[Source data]
┏━━

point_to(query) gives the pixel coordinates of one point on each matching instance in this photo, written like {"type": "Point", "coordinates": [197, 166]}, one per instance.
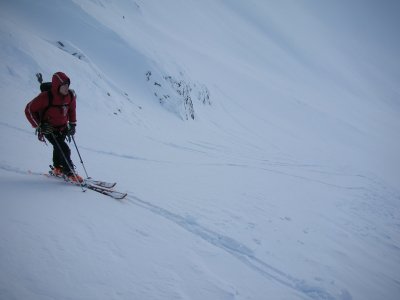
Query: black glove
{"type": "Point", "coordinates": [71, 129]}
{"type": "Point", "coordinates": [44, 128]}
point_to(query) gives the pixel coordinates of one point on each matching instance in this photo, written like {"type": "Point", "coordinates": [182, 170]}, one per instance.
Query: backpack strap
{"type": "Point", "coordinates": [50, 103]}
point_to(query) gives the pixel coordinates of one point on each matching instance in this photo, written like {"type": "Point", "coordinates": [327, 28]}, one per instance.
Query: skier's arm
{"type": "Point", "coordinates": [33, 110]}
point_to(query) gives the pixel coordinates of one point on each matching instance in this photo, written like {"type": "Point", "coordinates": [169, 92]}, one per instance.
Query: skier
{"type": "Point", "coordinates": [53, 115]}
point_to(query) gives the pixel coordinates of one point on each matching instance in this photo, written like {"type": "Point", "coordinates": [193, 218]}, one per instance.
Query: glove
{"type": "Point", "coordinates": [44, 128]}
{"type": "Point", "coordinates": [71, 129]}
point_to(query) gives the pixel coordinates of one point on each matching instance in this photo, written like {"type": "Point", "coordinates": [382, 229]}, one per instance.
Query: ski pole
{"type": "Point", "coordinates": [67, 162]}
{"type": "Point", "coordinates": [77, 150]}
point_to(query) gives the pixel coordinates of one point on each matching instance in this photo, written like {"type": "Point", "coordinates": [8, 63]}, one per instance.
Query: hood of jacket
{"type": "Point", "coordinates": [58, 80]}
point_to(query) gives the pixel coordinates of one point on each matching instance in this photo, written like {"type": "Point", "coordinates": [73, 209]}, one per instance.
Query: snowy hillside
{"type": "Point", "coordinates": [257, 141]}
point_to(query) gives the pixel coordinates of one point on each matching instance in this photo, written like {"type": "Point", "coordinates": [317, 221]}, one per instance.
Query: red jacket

┗━━

**SET EXERCISE:**
Give back the entries verbatim. Do not include any picture.

**ANSWER TO THIS TASK:**
point_to(query) gives the pixel coordinates of one point on each matching instance in this photo, written like {"type": "Point", "coordinates": [197, 166]}, one per instance.
Query: black glove
{"type": "Point", "coordinates": [71, 129]}
{"type": "Point", "coordinates": [44, 128]}
point_to(query) gives the pixel coordinates of one point on each matching instance in this photo, written like {"type": "Point", "coordinates": [182, 170]}, one per instance.
Query: backpack strap
{"type": "Point", "coordinates": [50, 103]}
point_to(query) gives the pixel coordinates of one point on each matching instance in this photo, written like {"type": "Point", "coordinates": [327, 28]}, one per instance.
Query: skier's arm
{"type": "Point", "coordinates": [33, 110]}
point_to(query) gives the pixel coordinates of one point on each matching instance in this photo, written like {"type": "Point", "coordinates": [169, 92]}, one per instance.
Query: skier
{"type": "Point", "coordinates": [53, 115]}
point_to(query) gives the pixel coordinates of one point on each matching instance in this photo, written like {"type": "Point", "coordinates": [193, 218]}, one per instance.
Query: glove
{"type": "Point", "coordinates": [44, 128]}
{"type": "Point", "coordinates": [71, 129]}
point_to(query) gives the pixel coordinates of one point on each matching instance in this photo, written like {"type": "Point", "coordinates": [382, 229]}, one per instance.
Query: ski pole
{"type": "Point", "coordinates": [67, 162]}
{"type": "Point", "coordinates": [77, 150]}
point_to(query) gives the pixel coordinates of one point on each matching instance in this photo, written like {"type": "Point", "coordinates": [8, 63]}, one per instance.
Query: hood of jacket
{"type": "Point", "coordinates": [58, 80]}
point_to(query) gives the pixel coordinates of one point on each matching instance in this photo, written like {"type": "Point", "coordinates": [73, 209]}, one per instance.
Query: snowy hillside
{"type": "Point", "coordinates": [257, 141]}
point_to(query) gives the pixel coordinates of one point on each matching instance in this photo, written like {"type": "Point", "coordinates": [317, 221]}, one per instance.
Query: red jacket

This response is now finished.